* [To be done]: Output, please, every line from the line that holds "TARGET: green cacao pod" to the end, exactly as written.

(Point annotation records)
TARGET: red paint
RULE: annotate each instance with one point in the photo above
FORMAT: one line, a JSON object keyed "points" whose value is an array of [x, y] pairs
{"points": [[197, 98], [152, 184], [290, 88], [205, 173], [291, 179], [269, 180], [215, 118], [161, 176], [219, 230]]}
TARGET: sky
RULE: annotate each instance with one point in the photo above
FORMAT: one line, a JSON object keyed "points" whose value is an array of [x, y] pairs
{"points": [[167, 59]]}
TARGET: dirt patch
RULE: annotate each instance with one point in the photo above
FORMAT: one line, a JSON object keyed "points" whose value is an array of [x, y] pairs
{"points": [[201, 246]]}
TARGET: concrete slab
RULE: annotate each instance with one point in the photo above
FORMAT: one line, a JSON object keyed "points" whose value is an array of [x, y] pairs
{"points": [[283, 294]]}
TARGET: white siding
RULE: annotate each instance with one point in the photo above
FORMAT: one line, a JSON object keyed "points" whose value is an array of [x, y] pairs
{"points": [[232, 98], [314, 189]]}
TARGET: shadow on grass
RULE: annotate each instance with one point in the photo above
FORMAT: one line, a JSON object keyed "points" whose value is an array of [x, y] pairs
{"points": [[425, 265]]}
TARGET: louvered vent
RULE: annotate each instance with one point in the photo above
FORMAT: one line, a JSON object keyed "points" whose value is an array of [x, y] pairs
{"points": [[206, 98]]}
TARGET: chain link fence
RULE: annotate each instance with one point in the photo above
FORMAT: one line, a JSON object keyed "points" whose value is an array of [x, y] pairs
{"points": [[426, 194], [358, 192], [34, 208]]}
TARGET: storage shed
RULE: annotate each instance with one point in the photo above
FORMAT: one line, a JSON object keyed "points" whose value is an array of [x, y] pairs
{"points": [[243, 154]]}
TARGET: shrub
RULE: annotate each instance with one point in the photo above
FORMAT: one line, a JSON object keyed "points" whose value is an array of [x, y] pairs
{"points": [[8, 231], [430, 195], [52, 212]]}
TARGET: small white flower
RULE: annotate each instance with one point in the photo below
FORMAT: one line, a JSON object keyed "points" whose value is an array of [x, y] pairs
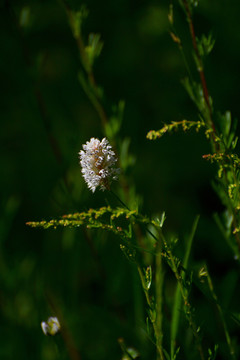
{"points": [[51, 326], [98, 160]]}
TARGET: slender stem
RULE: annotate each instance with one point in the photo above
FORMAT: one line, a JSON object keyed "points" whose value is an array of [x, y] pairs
{"points": [[200, 67], [184, 293], [228, 338], [152, 317], [90, 86], [159, 299], [215, 144]]}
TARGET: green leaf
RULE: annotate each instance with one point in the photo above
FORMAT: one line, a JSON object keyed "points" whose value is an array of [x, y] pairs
{"points": [[205, 45], [178, 299]]}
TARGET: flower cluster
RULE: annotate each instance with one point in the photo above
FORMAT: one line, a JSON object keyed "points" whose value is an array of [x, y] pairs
{"points": [[51, 326], [98, 160]]}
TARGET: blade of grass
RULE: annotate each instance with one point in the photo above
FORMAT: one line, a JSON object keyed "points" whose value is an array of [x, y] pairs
{"points": [[178, 299]]}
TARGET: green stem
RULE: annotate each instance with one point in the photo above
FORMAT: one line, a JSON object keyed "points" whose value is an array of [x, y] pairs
{"points": [[184, 293], [159, 299], [152, 316], [228, 338]]}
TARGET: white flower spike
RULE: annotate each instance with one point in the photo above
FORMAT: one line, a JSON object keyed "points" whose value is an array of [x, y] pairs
{"points": [[98, 160], [51, 326]]}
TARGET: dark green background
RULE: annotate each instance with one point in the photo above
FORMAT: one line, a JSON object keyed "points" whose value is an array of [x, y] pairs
{"points": [[45, 119]]}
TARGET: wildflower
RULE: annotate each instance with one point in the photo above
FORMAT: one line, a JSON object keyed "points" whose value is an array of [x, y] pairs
{"points": [[51, 326], [98, 160]]}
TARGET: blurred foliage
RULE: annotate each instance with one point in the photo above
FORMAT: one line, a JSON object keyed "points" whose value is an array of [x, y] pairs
{"points": [[80, 275]]}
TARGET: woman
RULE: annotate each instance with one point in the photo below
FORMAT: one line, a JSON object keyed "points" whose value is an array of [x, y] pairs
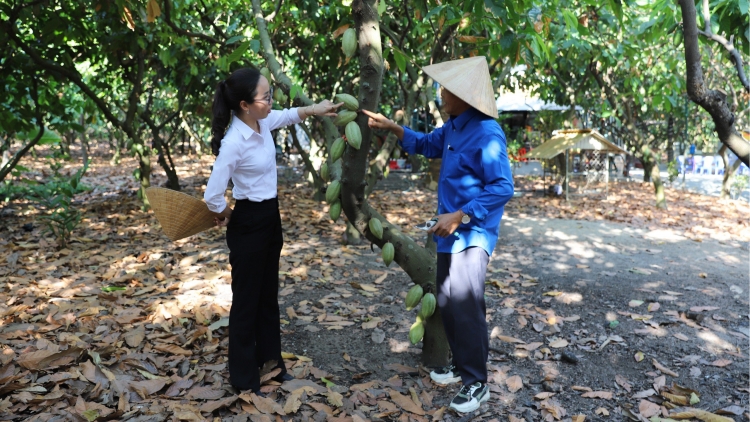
{"points": [[246, 154]]}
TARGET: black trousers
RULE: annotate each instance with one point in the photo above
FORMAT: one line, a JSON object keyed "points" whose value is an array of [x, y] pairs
{"points": [[460, 297], [254, 238]]}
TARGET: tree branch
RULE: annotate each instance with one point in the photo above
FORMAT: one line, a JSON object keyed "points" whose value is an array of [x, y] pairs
{"points": [[10, 165], [734, 56], [168, 19], [712, 101]]}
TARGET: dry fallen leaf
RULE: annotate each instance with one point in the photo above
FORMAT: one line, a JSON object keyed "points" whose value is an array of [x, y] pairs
{"points": [[514, 383], [405, 402], [623, 382], [664, 369], [559, 343], [648, 409], [607, 395]]}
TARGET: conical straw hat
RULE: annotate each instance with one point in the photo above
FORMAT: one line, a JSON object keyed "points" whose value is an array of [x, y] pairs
{"points": [[180, 214], [467, 79]]}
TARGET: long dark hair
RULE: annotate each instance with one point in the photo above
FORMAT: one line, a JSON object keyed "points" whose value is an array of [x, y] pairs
{"points": [[242, 85]]}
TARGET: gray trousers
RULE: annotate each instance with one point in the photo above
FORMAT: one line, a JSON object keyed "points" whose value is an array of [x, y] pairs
{"points": [[460, 297]]}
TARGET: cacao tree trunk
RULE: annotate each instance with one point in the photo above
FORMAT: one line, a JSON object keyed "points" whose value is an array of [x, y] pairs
{"points": [[651, 170], [417, 261], [713, 101]]}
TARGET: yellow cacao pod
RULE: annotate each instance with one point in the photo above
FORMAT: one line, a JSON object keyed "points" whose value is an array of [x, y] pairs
{"points": [[349, 42], [428, 306], [333, 191], [413, 296], [337, 149], [388, 253], [376, 228], [416, 332], [353, 135], [344, 117], [335, 211], [350, 103], [266, 73]]}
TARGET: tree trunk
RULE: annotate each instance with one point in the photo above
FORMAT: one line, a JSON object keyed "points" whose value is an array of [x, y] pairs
{"points": [[714, 102], [651, 168], [143, 174], [410, 256]]}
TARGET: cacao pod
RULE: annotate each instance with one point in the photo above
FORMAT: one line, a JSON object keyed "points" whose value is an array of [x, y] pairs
{"points": [[350, 103], [337, 149], [376, 228], [332, 193], [344, 117], [416, 332], [349, 42], [335, 210], [413, 296], [353, 135], [428, 306], [266, 73], [388, 253]]}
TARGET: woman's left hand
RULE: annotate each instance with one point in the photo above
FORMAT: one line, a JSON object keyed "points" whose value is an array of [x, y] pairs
{"points": [[326, 108]]}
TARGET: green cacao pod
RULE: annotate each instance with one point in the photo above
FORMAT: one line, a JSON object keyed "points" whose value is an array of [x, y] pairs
{"points": [[413, 296], [279, 96], [349, 42], [376, 228], [344, 117], [332, 193], [416, 332], [337, 149], [428, 306], [350, 103], [388, 253], [353, 135], [266, 73], [335, 210]]}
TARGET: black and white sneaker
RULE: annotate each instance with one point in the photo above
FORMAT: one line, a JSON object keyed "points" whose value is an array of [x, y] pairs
{"points": [[445, 375], [470, 397]]}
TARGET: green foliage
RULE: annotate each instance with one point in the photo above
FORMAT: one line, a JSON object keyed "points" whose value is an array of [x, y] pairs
{"points": [[55, 196], [672, 171]]}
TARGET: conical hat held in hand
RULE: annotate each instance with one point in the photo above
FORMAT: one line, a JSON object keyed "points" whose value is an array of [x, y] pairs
{"points": [[179, 214]]}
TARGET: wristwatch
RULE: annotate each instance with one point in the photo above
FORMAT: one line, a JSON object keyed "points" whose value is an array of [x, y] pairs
{"points": [[465, 218]]}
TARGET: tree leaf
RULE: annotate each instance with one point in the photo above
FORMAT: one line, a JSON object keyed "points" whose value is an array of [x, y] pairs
{"points": [[238, 52]]}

* [Answer in full]:
TARGET: green cacao pod
RULE: annotate each instance with one point in the photo above
FORMAT: one line, a JSON object keyed "points" whose value is an array of [x, y] pairs
{"points": [[413, 296], [279, 96], [349, 42], [376, 228], [344, 117], [332, 193], [416, 332], [337, 149], [428, 306], [350, 103], [388, 253], [353, 135], [266, 73], [335, 210]]}
TARGET: black and white sneaker
RULE: annotate each instance with one point in the photo above
FORMAT: one line, a JSON object keyed "points" whose value is an array of [x, y] pairs
{"points": [[445, 375], [470, 397]]}
TARGET: green foliage
RULE: annotate each instance with one point in the photo above
FORMAT: one line, a JSON object keyed "points" whose value is an array of [x, y] pairs
{"points": [[55, 196], [672, 171]]}
TARGET: conical hat held in hand
RULE: annotate each instance with one point in the photo above
FORMAT: one line, a JSON object keyed "points" whose value is an array of [x, y] pairs
{"points": [[179, 214]]}
TARGET: wristwatch
RULE: annotate each instance with one point in the photo above
FORMAT: one line, a JSON object keyed "points" whose value is an array of [x, y] pairs
{"points": [[465, 218]]}
TARGET: tree leaf
RULE: annotate each instance with one point in the photo above
FORMAT: one line, a JSON object keyed "points" whose value is an array of [x, y] pairs
{"points": [[238, 52]]}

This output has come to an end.